### Task statement
When you return the material, keep every line exactly as it is and omit the pictures.

*** Material for this task ***

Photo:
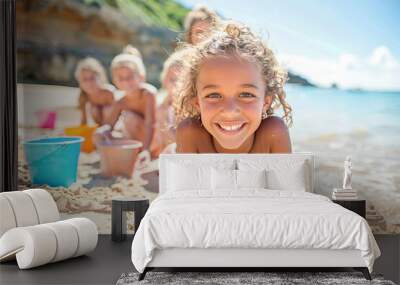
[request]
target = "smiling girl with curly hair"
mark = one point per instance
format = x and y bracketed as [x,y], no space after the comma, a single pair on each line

***

### Your response
Photo:
[request]
target = "smiling girl with curly hair"
mark = one point per instance
format = x and y bracketed as [x,y], no space after the comma, a single pair on each line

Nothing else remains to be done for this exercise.